__What you need to do__: Your task is to repeat exactly the lines below between the line holding "the mountain, given" and the line holding "Expected output: the position of each instance of the blue", inclusive, and only those.

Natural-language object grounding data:
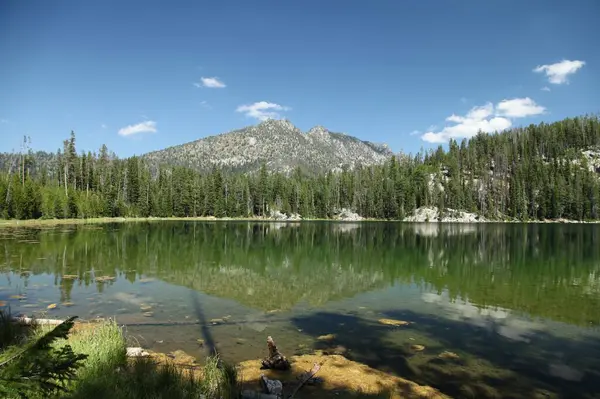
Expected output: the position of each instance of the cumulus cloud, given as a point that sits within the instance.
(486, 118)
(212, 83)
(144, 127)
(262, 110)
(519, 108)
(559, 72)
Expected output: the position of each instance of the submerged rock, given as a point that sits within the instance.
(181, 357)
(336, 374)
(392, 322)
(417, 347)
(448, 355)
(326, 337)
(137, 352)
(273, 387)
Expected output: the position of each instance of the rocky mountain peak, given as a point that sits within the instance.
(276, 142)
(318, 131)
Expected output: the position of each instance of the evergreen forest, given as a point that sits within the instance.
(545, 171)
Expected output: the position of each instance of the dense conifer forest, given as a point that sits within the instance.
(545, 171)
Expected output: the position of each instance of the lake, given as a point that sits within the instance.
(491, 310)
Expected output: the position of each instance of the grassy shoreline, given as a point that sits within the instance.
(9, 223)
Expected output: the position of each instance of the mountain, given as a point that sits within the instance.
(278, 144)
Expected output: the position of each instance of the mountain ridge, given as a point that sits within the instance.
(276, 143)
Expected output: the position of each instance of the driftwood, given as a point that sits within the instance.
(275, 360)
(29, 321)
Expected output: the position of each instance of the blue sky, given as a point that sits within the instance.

---

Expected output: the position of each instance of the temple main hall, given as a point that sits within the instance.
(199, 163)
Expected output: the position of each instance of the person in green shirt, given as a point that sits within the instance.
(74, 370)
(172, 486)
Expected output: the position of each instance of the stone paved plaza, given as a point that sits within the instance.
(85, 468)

__Answer to this problem__:
Expected output: the position of each instance of the mountain, given as a point that sits within the instance.
(278, 144)
Expected output: the position of each instance of the mountain ridge, given as a point that sits within the instance.
(276, 143)
Expected output: the position of each instance of the driftwood, given as a point that sits within the instance.
(275, 360)
(29, 321)
Expected output: the position of each instance of the blue sky, given as a point that sits within the instance.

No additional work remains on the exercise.